→ **Given instruction**
Reproduce every one of these items verbatim.

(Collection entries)
========================================
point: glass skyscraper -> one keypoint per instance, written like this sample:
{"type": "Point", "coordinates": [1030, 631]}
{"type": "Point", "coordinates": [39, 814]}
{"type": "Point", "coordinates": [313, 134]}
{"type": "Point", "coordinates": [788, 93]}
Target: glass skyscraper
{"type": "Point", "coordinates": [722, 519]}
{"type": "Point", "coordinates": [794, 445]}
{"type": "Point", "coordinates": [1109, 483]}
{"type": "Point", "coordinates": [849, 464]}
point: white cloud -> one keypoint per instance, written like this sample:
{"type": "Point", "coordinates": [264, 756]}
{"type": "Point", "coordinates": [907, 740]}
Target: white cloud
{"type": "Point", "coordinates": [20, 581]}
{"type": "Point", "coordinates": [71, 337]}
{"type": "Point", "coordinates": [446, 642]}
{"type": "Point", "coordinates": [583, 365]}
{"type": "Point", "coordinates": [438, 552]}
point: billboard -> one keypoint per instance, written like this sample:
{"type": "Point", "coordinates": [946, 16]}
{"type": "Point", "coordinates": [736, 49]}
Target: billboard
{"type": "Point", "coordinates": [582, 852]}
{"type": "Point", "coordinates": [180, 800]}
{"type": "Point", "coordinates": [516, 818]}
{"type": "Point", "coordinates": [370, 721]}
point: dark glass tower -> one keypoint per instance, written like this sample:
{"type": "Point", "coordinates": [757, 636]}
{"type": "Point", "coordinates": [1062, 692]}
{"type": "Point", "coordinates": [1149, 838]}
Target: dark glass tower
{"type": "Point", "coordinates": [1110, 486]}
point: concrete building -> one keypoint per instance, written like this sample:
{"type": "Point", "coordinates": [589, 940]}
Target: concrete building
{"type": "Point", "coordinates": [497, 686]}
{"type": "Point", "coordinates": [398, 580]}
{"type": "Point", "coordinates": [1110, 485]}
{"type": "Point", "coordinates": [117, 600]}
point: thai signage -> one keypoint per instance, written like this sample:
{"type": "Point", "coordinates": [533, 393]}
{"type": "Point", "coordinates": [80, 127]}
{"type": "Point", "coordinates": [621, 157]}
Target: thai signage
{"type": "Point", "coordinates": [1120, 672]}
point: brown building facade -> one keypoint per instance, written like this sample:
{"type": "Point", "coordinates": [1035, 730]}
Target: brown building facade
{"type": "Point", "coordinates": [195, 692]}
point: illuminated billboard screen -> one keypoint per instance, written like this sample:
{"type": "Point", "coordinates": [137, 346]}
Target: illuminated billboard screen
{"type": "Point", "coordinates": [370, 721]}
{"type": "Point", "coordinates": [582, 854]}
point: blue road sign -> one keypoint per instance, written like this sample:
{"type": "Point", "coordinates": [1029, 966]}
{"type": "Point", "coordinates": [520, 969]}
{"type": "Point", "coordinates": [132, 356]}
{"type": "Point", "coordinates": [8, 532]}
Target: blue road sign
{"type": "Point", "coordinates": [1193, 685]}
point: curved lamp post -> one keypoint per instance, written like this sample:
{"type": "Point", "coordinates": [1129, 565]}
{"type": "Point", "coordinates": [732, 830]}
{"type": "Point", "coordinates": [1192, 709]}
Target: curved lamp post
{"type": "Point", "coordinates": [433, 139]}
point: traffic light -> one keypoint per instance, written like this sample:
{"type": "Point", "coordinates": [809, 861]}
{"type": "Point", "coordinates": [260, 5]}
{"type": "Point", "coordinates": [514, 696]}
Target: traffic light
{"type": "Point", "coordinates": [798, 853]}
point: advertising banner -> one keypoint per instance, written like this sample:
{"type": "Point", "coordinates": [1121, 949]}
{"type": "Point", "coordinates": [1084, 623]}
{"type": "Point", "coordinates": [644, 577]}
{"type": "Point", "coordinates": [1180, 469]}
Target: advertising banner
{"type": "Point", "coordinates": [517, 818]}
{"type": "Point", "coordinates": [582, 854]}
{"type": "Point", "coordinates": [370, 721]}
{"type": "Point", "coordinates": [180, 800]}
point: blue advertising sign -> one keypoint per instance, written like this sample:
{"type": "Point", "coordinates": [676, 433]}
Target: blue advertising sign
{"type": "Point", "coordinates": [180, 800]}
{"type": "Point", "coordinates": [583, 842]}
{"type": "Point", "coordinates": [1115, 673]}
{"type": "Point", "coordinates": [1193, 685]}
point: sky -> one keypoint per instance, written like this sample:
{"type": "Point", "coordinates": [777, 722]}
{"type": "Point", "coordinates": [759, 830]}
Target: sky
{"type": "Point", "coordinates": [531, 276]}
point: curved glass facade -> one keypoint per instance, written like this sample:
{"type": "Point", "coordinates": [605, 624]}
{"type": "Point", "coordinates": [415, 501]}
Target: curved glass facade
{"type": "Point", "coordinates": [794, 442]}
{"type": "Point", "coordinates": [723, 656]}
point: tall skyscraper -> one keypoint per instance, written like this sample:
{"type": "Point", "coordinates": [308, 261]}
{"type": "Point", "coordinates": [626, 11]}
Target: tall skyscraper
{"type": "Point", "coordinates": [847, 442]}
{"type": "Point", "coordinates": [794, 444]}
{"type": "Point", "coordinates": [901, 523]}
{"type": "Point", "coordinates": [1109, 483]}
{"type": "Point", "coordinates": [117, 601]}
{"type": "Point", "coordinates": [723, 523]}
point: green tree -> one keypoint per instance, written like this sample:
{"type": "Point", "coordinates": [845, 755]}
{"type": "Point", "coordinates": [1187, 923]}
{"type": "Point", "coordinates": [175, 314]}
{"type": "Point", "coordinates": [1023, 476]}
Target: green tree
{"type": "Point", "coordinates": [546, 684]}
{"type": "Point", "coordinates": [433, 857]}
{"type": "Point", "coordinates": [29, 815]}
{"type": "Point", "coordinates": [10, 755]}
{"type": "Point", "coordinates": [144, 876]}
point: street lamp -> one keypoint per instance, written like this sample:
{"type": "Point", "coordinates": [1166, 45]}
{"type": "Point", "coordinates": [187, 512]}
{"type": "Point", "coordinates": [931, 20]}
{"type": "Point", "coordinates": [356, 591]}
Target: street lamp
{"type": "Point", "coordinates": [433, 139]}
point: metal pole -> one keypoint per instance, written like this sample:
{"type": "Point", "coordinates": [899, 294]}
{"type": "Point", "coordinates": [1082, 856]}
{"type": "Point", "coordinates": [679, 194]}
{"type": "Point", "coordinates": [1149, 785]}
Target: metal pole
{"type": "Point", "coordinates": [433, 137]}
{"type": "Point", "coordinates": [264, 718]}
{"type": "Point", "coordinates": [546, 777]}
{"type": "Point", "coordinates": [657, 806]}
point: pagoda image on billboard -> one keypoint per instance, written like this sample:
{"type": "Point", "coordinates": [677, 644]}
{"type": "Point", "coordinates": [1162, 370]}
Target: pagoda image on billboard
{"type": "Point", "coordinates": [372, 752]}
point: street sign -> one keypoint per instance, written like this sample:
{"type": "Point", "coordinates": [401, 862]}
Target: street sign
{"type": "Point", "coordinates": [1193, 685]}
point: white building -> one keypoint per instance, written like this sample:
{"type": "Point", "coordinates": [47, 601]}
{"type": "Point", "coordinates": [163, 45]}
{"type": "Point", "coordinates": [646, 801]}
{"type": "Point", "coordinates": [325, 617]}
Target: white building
========================================
→ **Solution below**
point: glass skyscraper -> one keypoint per instance, written like this sample:
{"type": "Point", "coordinates": [1030, 631]}
{"type": "Point", "coordinates": [39, 814]}
{"type": "Point", "coordinates": [313, 134]}
{"type": "Point", "coordinates": [788, 93]}
Target: glass skyscraper
{"type": "Point", "coordinates": [722, 519]}
{"type": "Point", "coordinates": [794, 445]}
{"type": "Point", "coordinates": [1109, 483]}
{"type": "Point", "coordinates": [849, 464]}
point: white cloud -> one keypoint per instance, written like this sample:
{"type": "Point", "coordinates": [264, 756]}
{"type": "Point", "coordinates": [907, 740]}
Target: white cloud
{"type": "Point", "coordinates": [20, 581]}
{"type": "Point", "coordinates": [71, 337]}
{"type": "Point", "coordinates": [446, 642]}
{"type": "Point", "coordinates": [583, 365]}
{"type": "Point", "coordinates": [438, 552]}
point: billboard -> one keypoint per instance, written like this sample:
{"type": "Point", "coordinates": [946, 16]}
{"type": "Point", "coordinates": [736, 49]}
Target: billboard
{"type": "Point", "coordinates": [582, 852]}
{"type": "Point", "coordinates": [180, 800]}
{"type": "Point", "coordinates": [516, 818]}
{"type": "Point", "coordinates": [370, 721]}
point: dark glass tower -> one keypoint per instance, written like this sample:
{"type": "Point", "coordinates": [757, 636]}
{"type": "Point", "coordinates": [1062, 692]}
{"type": "Point", "coordinates": [1149, 838]}
Target: dark glass tower
{"type": "Point", "coordinates": [1110, 486]}
point: concrete building -> one keypoint per instance, written like this sample:
{"type": "Point", "coordinates": [589, 940]}
Target: concrete building
{"type": "Point", "coordinates": [497, 686]}
{"type": "Point", "coordinates": [398, 580]}
{"type": "Point", "coordinates": [1110, 485]}
{"type": "Point", "coordinates": [117, 600]}
point: thai signage -> one keypoint per instance, written like this sample:
{"type": "Point", "coordinates": [533, 393]}
{"type": "Point", "coordinates": [80, 127]}
{"type": "Point", "coordinates": [621, 157]}
Target: thai signage
{"type": "Point", "coordinates": [1120, 672]}
point: brown building facade -> one keypoint per instance, written like this sample:
{"type": "Point", "coordinates": [1035, 730]}
Target: brown building facade
{"type": "Point", "coordinates": [195, 692]}
point: illuminated billboard screen -> one keypoint per instance, written like this sample:
{"type": "Point", "coordinates": [137, 346]}
Target: illuminated billboard screen
{"type": "Point", "coordinates": [370, 721]}
{"type": "Point", "coordinates": [582, 854]}
point: blue road sign -> one keypoint per instance, written like this sample:
{"type": "Point", "coordinates": [1029, 966]}
{"type": "Point", "coordinates": [520, 969]}
{"type": "Point", "coordinates": [132, 356]}
{"type": "Point", "coordinates": [8, 532]}
Target: blue road sign
{"type": "Point", "coordinates": [1193, 685]}
point: curved lamp post -> one keypoint per instance, written like this sample:
{"type": "Point", "coordinates": [1129, 565]}
{"type": "Point", "coordinates": [732, 830]}
{"type": "Point", "coordinates": [1192, 709]}
Target: curved lamp post
{"type": "Point", "coordinates": [433, 139]}
point: traffic light -> one keypoint per instance, written like this sample:
{"type": "Point", "coordinates": [809, 861]}
{"type": "Point", "coordinates": [260, 5]}
{"type": "Point", "coordinates": [514, 696]}
Target: traffic light
{"type": "Point", "coordinates": [798, 853]}
point: advertising banner -> one keypoint per instance, written like this sample:
{"type": "Point", "coordinates": [1121, 949]}
{"type": "Point", "coordinates": [1084, 623]}
{"type": "Point", "coordinates": [644, 577]}
{"type": "Point", "coordinates": [1180, 469]}
Target: advertising banner
{"type": "Point", "coordinates": [517, 818]}
{"type": "Point", "coordinates": [582, 854]}
{"type": "Point", "coordinates": [370, 721]}
{"type": "Point", "coordinates": [180, 800]}
point: blue advertising sign -> one keypoint per instance, written like this sample:
{"type": "Point", "coordinates": [676, 433]}
Target: blue advertising sign
{"type": "Point", "coordinates": [180, 800]}
{"type": "Point", "coordinates": [583, 842]}
{"type": "Point", "coordinates": [1115, 673]}
{"type": "Point", "coordinates": [1193, 685]}
point: sky -> one keypoint per instance, written like this sample:
{"type": "Point", "coordinates": [777, 722]}
{"type": "Point", "coordinates": [759, 830]}
Target: sky
{"type": "Point", "coordinates": [531, 276]}
point: curved glass facade -> one keypoint per instance, written like this sample:
{"type": "Point", "coordinates": [605, 624]}
{"type": "Point", "coordinates": [415, 501]}
Target: curved glass facade
{"type": "Point", "coordinates": [794, 442]}
{"type": "Point", "coordinates": [723, 656]}
point: tall skyscraper -> one keypoint per instance, written like this sample:
{"type": "Point", "coordinates": [308, 261]}
{"type": "Point", "coordinates": [626, 11]}
Target: tall skyscraper
{"type": "Point", "coordinates": [847, 442]}
{"type": "Point", "coordinates": [794, 444]}
{"type": "Point", "coordinates": [901, 523]}
{"type": "Point", "coordinates": [1109, 483]}
{"type": "Point", "coordinates": [117, 601]}
{"type": "Point", "coordinates": [723, 523]}
point: green tree -> one keypoint per instance, written like this sample:
{"type": "Point", "coordinates": [845, 755]}
{"type": "Point", "coordinates": [1187, 923]}
{"type": "Point", "coordinates": [175, 314]}
{"type": "Point", "coordinates": [1023, 476]}
Target: green tree
{"type": "Point", "coordinates": [546, 684]}
{"type": "Point", "coordinates": [433, 857]}
{"type": "Point", "coordinates": [29, 815]}
{"type": "Point", "coordinates": [10, 755]}
{"type": "Point", "coordinates": [144, 876]}
point: street lamp -> one keypoint per instance, written like this sample:
{"type": "Point", "coordinates": [1166, 45]}
{"type": "Point", "coordinates": [187, 512]}
{"type": "Point", "coordinates": [931, 20]}
{"type": "Point", "coordinates": [356, 591]}
Target: street lamp
{"type": "Point", "coordinates": [433, 139]}
point: metal pole -> one keypoint per instance, written like this sample:
{"type": "Point", "coordinates": [899, 294]}
{"type": "Point", "coordinates": [1082, 856]}
{"type": "Point", "coordinates": [679, 194]}
{"type": "Point", "coordinates": [1149, 785]}
Target: metal pole
{"type": "Point", "coordinates": [433, 137]}
{"type": "Point", "coordinates": [264, 718]}
{"type": "Point", "coordinates": [546, 777]}
{"type": "Point", "coordinates": [657, 806]}
point: pagoda image on billboard -> one keypoint per instance, written like this sample:
{"type": "Point", "coordinates": [677, 644]}
{"type": "Point", "coordinates": [1162, 370]}
Target: pagoda image on billboard
{"type": "Point", "coordinates": [372, 752]}
point: street sign -> one keypoint per instance, written like this sample:
{"type": "Point", "coordinates": [401, 862]}
Target: street sign
{"type": "Point", "coordinates": [1193, 685]}
point: white building -> one keypoint per instance, written like this sample:
{"type": "Point", "coordinates": [47, 601]}
{"type": "Point", "coordinates": [163, 45]}
{"type": "Point", "coordinates": [646, 801]}
{"type": "Point", "coordinates": [325, 617]}
Target: white building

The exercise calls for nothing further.